▸ **Data provided**:
# # #

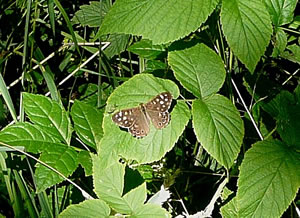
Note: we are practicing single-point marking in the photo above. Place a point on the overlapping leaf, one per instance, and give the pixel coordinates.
(269, 180)
(48, 115)
(161, 21)
(140, 89)
(87, 123)
(247, 28)
(198, 69)
(89, 208)
(218, 127)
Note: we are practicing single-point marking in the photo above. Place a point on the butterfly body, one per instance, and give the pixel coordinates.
(137, 119)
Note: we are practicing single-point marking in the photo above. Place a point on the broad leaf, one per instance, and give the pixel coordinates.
(89, 208)
(269, 180)
(247, 28)
(146, 49)
(150, 211)
(161, 21)
(109, 184)
(198, 69)
(87, 123)
(50, 116)
(281, 11)
(92, 14)
(61, 158)
(218, 128)
(30, 136)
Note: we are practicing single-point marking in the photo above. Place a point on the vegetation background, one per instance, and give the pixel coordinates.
(231, 148)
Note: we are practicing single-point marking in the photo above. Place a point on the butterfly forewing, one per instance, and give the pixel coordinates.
(157, 109)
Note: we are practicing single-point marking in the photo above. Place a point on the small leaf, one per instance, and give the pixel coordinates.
(87, 123)
(136, 197)
(150, 211)
(219, 128)
(85, 160)
(198, 69)
(92, 15)
(109, 184)
(49, 115)
(247, 28)
(61, 158)
(269, 180)
(280, 43)
(89, 208)
(146, 49)
(161, 21)
(281, 11)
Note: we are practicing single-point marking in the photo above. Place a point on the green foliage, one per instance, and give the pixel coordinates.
(232, 68)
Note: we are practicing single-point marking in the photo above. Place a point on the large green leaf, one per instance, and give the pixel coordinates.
(218, 127)
(281, 11)
(87, 123)
(247, 28)
(89, 208)
(198, 69)
(141, 89)
(269, 180)
(30, 136)
(61, 158)
(161, 21)
(50, 116)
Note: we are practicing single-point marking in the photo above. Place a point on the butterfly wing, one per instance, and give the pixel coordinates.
(134, 120)
(157, 109)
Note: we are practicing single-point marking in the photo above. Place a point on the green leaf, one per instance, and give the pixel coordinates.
(92, 15)
(89, 208)
(87, 123)
(109, 184)
(62, 158)
(280, 43)
(85, 160)
(140, 89)
(160, 21)
(269, 180)
(219, 128)
(229, 210)
(27, 135)
(281, 11)
(49, 115)
(198, 69)
(136, 197)
(146, 49)
(247, 28)
(293, 53)
(150, 211)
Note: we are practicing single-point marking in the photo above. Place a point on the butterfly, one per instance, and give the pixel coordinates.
(137, 119)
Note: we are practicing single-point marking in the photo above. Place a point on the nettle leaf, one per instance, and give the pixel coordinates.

# # #

▸ **Given exercise**: Copy the listing word for word, excluding its pictures.

▸ **Solution for this exercise**:
Note: we are practicing single-point marking in the photo above. Place a point on the overlapping leaf, one per instance, and give the pixel coordinates.
(269, 180)
(48, 115)
(161, 21)
(140, 89)
(87, 123)
(247, 28)
(198, 69)
(89, 208)
(218, 127)
Note: we are practicing single-point marking in the photo above. Place a point on the butterfly body, one per instance, and give the pixel coordinates.
(137, 119)
Note: we are practicing single-point marking in the photo above. Place a point on the broad leaf, one per instance, and give the pixel coordinates.
(89, 208)
(269, 180)
(247, 28)
(146, 49)
(150, 211)
(161, 21)
(109, 184)
(198, 69)
(87, 123)
(50, 116)
(281, 11)
(92, 14)
(61, 158)
(218, 128)
(30, 136)
Note: we are practicing single-point marking in the photo above. Place a point on the vegetation background, one per instance, and give the pixel coordinates.
(231, 148)
Note: we are practicing single-point marking in the photo above. Place a point on the butterfly forewing, one per instance, and give the pixel coordinates.
(157, 109)
Note: we are practicing single-point marking in the photo above. Place a point on the small leaf, one per instance, and give the pixel coordinates.
(87, 123)
(136, 197)
(150, 211)
(219, 128)
(85, 160)
(198, 69)
(92, 15)
(109, 184)
(49, 115)
(247, 28)
(61, 158)
(269, 180)
(280, 43)
(89, 208)
(146, 49)
(161, 21)
(281, 11)
Note: we are practicing single-point marking in the photo above. Place a point on the green foliage, one per instance, and give the pixel coordinates.
(232, 68)
Note: we are practicing single-point marking in the photo above. Place a point on the large green leaf, one per instance, and give the pixel coordinates.
(218, 127)
(281, 11)
(87, 123)
(247, 28)
(89, 208)
(198, 69)
(141, 89)
(269, 180)
(30, 136)
(61, 158)
(161, 21)
(50, 116)
Note: we are practicing single-point marking in the photo above. Place a point on the butterfly wing, one per instance, and give the pixel coordinates.
(134, 120)
(157, 109)
Note: we are practicing single-point marking in the photo above. Place a point on the green leaf, one per instance, and give the pixel coordinates.
(92, 15)
(89, 208)
(87, 123)
(109, 184)
(62, 158)
(280, 43)
(85, 160)
(140, 89)
(160, 21)
(269, 180)
(219, 128)
(229, 210)
(27, 135)
(281, 11)
(49, 115)
(198, 69)
(136, 197)
(146, 49)
(247, 28)
(293, 53)
(150, 211)
Note: we are practicing single-point marking in the photo above. Place a point on the butterfly, one per instance, and give the pixel coordinates.
(137, 119)
Note: we are practicing single-point marking in the photo above. Place a point on the nettle leaf, one per instance, and give the pixel coordinates.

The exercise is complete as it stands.